§ **Task description**
Output all of the material exactly; leave out no line.

══ Data records

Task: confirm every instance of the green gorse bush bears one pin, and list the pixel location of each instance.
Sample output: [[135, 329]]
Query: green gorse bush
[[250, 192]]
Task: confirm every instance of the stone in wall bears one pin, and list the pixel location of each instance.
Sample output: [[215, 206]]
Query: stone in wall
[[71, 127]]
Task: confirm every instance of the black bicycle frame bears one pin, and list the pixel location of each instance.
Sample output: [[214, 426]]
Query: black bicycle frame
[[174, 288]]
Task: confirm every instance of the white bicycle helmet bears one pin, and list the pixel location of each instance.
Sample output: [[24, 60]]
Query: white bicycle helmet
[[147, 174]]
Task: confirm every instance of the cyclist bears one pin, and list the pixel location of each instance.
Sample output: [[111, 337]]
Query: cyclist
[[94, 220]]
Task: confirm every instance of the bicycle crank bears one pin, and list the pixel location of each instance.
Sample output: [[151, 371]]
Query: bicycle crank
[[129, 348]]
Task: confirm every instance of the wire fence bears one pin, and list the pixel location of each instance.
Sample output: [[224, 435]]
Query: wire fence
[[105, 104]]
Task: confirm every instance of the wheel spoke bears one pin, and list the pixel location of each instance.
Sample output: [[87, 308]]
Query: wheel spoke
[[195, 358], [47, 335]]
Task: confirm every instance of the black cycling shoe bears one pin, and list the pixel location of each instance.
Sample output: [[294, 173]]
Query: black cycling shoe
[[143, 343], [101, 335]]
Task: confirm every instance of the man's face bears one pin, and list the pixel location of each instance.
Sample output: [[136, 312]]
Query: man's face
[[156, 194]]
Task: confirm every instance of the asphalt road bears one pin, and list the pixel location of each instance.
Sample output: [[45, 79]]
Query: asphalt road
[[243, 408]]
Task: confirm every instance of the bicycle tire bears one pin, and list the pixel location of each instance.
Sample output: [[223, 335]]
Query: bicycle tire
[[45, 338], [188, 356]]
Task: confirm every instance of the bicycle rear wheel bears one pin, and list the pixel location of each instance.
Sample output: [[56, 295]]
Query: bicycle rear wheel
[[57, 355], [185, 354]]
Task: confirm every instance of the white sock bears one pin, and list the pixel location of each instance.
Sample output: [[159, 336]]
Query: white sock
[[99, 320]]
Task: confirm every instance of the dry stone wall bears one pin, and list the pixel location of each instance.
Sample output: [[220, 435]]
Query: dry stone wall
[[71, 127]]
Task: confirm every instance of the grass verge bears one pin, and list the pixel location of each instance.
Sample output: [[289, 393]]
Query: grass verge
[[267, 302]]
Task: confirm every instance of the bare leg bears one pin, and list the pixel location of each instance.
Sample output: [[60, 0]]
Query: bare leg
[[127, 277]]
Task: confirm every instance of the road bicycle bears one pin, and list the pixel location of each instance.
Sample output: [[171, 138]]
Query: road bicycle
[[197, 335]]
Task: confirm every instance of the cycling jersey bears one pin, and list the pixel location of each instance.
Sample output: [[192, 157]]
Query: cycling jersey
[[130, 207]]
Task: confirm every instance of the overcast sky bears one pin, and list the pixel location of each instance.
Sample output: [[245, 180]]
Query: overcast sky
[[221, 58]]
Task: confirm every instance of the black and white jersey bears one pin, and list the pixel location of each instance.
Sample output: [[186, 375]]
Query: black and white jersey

════

§ **Expected output**
Task: confirm every instance of the green gorse bush bears one pin, and list the pixel location of each instance.
Sample output: [[135, 329]]
Query: green gorse bush
[[250, 192]]
Task: confirm every instance of the stone in wall bears one pin, and list the pixel location of each instance.
Sample output: [[215, 206]]
Query: stone in wall
[[71, 127]]
Task: confirm every instance of the black bicycle frame bears one pin, and list the pixel location of each instance.
Sample output: [[214, 426]]
Query: black bicycle frame
[[174, 288]]
Task: confirm every instance of the white bicycle helmet bears one pin, and list the pixel location of each instance.
Sample output: [[24, 60]]
Query: white bicycle helmet
[[147, 174]]
Task: confirm every instance of the cyclist bears one pin, and list the pixel location of each instance.
Sample output: [[111, 337]]
Query: cyclist
[[94, 220]]
Task: confirm every instance of the bicycle crank bears one pin, and list the pixel location of each instance.
Sample output: [[151, 371]]
Query: bicycle crank
[[129, 348]]
Task: confirm every instance of the wire fence bears one pin, and list the pixel location of each instance.
Sample output: [[224, 435]]
Query: wire fence
[[105, 104]]
Task: confirm every instance of the wheel spoke bears one pin, and list the pixel location of each instance.
Sample output: [[87, 308]]
Query: wheel spoke
[[195, 358], [47, 335]]
Task: confirm every instance of the black cycling shoe bears one pin, and list the pixel location of each instance.
Sample output: [[294, 173]]
Query: black cycling shoe
[[143, 343], [101, 335]]
Task: confirm every instance of the man's face bears one pin, and list the pixel location of each instance.
Sample output: [[136, 312]]
Query: man's face
[[156, 194]]
Task: confirm every instance of the asphalt road bears one pin, and list the pixel location of each instance.
Sample output: [[45, 79]]
Query: asphalt road
[[243, 408]]
Task: confirm every instance of the bicycle tire bears one pin, and list the pixel location of each instance.
Sample output: [[223, 335]]
Query: bicycle tire
[[45, 338], [188, 356]]
Task: confirm every instance of the bicycle rear wheel bears one pin, and list the pixel location of each instance.
Sample output: [[56, 295]]
Query: bicycle rear wheel
[[57, 355], [185, 354]]
Task: confirm every instance of the white sock bears one pin, and list the pixel location of each instance.
Sample output: [[159, 336]]
Query: white sock
[[99, 320]]
Task: confirm every instance of the dry stone wall bears one pin, and list the pixel location of each instance.
Sample output: [[220, 435]]
Query: dry stone wall
[[71, 127]]
Task: confirm every instance of the grass verge bears one pin, and list the pixel location of each instance.
Sample output: [[289, 393]]
Query: grass verge
[[267, 302]]
Task: confirm every instance of the bare leg bears one pin, and list the pixel location of each instance.
Sample output: [[60, 0]]
Query: bare leg
[[127, 277]]
Task: confirm every instance of the road bicycle bears one pin, and list the pixel location of each instance.
Sample output: [[171, 138]]
Query: road bicycle
[[197, 335]]
Task: confirm every instance of the cycling jersey bears one pin, and list the pixel location of each instance.
Sample output: [[192, 157]]
Query: cycling jersey
[[130, 207]]
Task: confirm every instance of the overcast sky bears one pin, and list the pixel location of each instance.
Sample output: [[245, 180]]
Query: overcast sky
[[221, 58]]
Task: confirm every instance of the black and white jersey bears one pin, and list the pixel location of each instance.
Sample output: [[186, 375]]
Query: black and white jersey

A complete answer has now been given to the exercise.